● **What the task asks**: Repeat word for word the opening stretch of the entries, from the first line through the line containing "Category: the boulder".

[Referring expression pointing data]
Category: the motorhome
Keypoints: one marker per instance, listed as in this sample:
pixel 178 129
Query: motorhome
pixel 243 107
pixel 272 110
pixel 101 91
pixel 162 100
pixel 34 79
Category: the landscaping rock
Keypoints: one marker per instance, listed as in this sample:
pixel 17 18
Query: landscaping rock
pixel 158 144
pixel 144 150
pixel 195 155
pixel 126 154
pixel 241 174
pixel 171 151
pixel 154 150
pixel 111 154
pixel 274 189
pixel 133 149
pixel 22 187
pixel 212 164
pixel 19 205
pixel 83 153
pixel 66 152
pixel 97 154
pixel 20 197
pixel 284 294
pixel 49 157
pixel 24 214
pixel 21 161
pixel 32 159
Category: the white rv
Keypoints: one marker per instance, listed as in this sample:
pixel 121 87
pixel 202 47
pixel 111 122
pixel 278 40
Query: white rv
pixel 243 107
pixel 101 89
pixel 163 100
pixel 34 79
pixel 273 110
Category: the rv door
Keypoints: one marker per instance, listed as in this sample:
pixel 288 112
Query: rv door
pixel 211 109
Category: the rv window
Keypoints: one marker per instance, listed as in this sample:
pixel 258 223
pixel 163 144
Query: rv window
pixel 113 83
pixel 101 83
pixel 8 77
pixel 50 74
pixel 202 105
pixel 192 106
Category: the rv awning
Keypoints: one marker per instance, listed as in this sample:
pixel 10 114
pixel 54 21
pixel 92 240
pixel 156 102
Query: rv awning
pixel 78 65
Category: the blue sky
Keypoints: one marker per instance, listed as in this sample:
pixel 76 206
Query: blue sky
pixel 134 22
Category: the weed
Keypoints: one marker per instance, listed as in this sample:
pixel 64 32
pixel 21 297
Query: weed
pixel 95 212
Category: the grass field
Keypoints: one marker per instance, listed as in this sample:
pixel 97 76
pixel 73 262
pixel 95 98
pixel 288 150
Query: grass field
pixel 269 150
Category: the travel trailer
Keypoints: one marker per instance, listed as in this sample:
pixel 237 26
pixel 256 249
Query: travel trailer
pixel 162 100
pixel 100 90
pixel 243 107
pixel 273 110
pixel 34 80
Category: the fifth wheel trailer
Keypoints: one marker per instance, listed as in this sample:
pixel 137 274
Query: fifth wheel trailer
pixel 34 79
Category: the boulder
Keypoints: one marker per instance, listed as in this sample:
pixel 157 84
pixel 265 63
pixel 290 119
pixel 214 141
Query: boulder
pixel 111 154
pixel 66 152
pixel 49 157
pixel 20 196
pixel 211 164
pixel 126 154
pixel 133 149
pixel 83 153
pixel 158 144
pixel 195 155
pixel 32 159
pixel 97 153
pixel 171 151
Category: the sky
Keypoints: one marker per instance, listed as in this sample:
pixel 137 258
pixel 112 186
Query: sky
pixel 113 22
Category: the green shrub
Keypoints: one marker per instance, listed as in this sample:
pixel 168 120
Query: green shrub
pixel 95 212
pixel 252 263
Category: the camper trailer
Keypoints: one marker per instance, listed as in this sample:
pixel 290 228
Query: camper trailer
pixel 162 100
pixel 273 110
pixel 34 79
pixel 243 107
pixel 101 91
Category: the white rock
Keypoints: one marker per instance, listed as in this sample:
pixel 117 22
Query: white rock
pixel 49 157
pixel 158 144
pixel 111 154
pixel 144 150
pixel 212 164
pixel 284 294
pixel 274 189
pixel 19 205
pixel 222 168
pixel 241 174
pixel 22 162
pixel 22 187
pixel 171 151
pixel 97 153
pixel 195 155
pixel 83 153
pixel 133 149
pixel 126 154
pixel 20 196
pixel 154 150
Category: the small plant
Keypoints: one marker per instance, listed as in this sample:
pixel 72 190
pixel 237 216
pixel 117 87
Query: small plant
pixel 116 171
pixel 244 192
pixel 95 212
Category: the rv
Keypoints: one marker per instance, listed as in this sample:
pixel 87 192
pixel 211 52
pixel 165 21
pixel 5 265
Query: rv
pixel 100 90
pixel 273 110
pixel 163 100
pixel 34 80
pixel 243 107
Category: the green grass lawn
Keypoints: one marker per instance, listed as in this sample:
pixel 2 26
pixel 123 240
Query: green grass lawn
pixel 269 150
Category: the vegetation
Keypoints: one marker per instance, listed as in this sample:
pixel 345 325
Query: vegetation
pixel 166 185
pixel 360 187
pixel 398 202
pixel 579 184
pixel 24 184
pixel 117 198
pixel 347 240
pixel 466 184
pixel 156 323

● **Solution to the problem**:
Category: the motorhome
Keypoints: one marker per instance, listed as in this sample:
pixel 178 129
Query: motorhome
pixel 243 107
pixel 272 110
pixel 101 91
pixel 162 100
pixel 34 79
Category: the landscaping rock
Keypoints: one marker per instance, listed as in this sample:
pixel 17 18
Query: landscaping rock
pixel 158 144
pixel 144 150
pixel 195 155
pixel 126 154
pixel 241 174
pixel 171 151
pixel 154 150
pixel 111 154
pixel 274 189
pixel 133 149
pixel 22 187
pixel 212 164
pixel 19 205
pixel 83 153
pixel 66 152
pixel 97 154
pixel 20 197
pixel 284 294
pixel 49 157
pixel 24 214
pixel 21 161
pixel 32 159
Category: the white rv
Keypoints: one marker per instance, listed as in this sample:
pixel 121 87
pixel 202 47
pixel 111 122
pixel 278 40
Query: white rv
pixel 243 107
pixel 101 89
pixel 163 100
pixel 34 79
pixel 273 110
Category: the rv door
Keypoints: one marker per instance, listed as in this sample:
pixel 288 112
Query: rv door
pixel 211 109
Category: the rv window
Keypoints: one marker per instance, listed as in this sample:
pixel 258 223
pixel 163 144
Query: rv window
pixel 113 83
pixel 101 83
pixel 8 77
pixel 50 74
pixel 202 105
pixel 192 106
Category: the rv awning
Keypoints: one marker per instance, listed as in this sample:
pixel 10 114
pixel 54 21
pixel 92 240
pixel 156 102
Query: rv awning
pixel 78 65
Category: the blue sky
Keypoints: one marker per instance, listed as in this sample:
pixel 76 206
Query: blue sky
pixel 134 22
Category: the weed
Keypoints: one marker per instance, listed as in this sample:
pixel 64 32
pixel 21 297
Query: weed
pixel 95 212
Category: the grass field
Keypoints: one marker per instance, listed as in this sample:
pixel 97 76
pixel 73 262
pixel 95 98
pixel 288 150
Query: grass field
pixel 269 150
Category: the travel trailer
Keypoints: one marker per instance, listed as in this sample:
pixel 237 26
pixel 256 249
Query: travel trailer
pixel 162 100
pixel 100 90
pixel 243 107
pixel 273 110
pixel 34 80
Category: the fifth wheel trailer
Keypoints: one marker per instance, listed as in this sample:
pixel 137 274
Query: fifth wheel trailer
pixel 34 79
Category: the boulder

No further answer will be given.